-- EXERCISE MATERIALS start --

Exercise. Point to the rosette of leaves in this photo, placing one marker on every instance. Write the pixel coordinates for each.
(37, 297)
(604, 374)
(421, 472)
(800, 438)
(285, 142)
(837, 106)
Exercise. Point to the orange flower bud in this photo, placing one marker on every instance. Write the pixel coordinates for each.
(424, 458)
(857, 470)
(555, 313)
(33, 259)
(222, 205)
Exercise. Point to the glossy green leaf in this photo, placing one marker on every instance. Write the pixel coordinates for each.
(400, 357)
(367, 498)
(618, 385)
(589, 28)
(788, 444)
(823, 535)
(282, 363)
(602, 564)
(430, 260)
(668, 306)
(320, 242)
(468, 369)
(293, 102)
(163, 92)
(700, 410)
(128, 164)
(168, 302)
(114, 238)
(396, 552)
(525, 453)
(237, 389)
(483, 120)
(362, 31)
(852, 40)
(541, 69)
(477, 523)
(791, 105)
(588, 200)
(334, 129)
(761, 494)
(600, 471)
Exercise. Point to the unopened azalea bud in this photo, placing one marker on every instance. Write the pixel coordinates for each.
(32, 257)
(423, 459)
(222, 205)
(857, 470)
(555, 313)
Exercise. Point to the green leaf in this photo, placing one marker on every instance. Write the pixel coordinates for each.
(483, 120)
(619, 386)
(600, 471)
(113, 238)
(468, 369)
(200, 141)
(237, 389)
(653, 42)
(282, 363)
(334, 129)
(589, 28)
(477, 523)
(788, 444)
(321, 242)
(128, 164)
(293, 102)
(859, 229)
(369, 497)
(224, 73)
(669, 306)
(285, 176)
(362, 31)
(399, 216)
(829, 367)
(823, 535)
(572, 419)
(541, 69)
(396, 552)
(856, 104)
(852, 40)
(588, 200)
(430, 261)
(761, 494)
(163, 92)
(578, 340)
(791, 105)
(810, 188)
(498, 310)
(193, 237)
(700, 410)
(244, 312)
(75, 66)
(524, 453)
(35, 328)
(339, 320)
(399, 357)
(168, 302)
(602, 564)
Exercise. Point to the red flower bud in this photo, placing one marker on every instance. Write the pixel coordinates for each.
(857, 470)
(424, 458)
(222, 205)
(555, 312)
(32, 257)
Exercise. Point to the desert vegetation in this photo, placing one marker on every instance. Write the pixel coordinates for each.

-- EXERCISE MATERIALS end --

_WHAT IS REQUIRED_
Extract every line from all of the entries above and reproduce each one verbatim.

_RESPONSE_
Exercise. Point to the rosette of leaves in this photo, placing one marker on every instance. Write the pixel coordinates for each.
(37, 297)
(604, 374)
(421, 472)
(800, 438)
(285, 142)
(837, 106)
Exercise. Point to the orange flower bud in this photo, placing one marker on every instance. Write the pixel coordinates for each.
(424, 458)
(857, 470)
(555, 313)
(33, 259)
(222, 205)
Exercise. Point to the glossy green leaf in this photo, placing one marker on every instance. Write the pixel coordinates for each.
(400, 357)
(367, 498)
(618, 385)
(589, 28)
(788, 444)
(823, 535)
(282, 363)
(602, 564)
(430, 260)
(668, 306)
(320, 242)
(468, 369)
(293, 102)
(163, 92)
(700, 410)
(128, 164)
(168, 302)
(114, 238)
(396, 552)
(525, 453)
(237, 389)
(483, 120)
(362, 31)
(852, 40)
(541, 69)
(477, 523)
(791, 105)
(588, 200)
(334, 129)
(761, 494)
(600, 471)
Exercise. Point to the unopened azalea bud in this photo, placing one marker on every instance. Write the pixel coordinates for each.
(32, 257)
(423, 459)
(222, 205)
(857, 470)
(555, 313)
Exercise. Point to the green leaf in this photo, placing one marker on every instance. Write the pixel coordinates for each.
(483, 120)
(619, 386)
(600, 471)
(113, 238)
(468, 369)
(200, 141)
(237, 389)
(653, 42)
(282, 363)
(334, 129)
(589, 28)
(477, 523)
(788, 444)
(321, 242)
(128, 164)
(293, 102)
(859, 229)
(369, 497)
(224, 73)
(669, 306)
(285, 176)
(362, 31)
(399, 216)
(829, 367)
(823, 535)
(572, 419)
(541, 69)
(396, 552)
(856, 104)
(852, 40)
(588, 200)
(430, 261)
(761, 494)
(163, 92)
(578, 340)
(791, 105)
(810, 188)
(498, 310)
(193, 237)
(700, 410)
(244, 312)
(75, 66)
(524, 453)
(35, 328)
(339, 320)
(399, 357)
(168, 302)
(602, 564)
Exercise. Point to the red flower bud in this photo, placing one marker on every instance. Write the pixel coordinates for each.
(857, 470)
(424, 458)
(222, 205)
(555, 312)
(32, 257)
Exercise. Point to the desert vegetation in this photo, placing one marker on every instance. Write the pixel coordinates for each.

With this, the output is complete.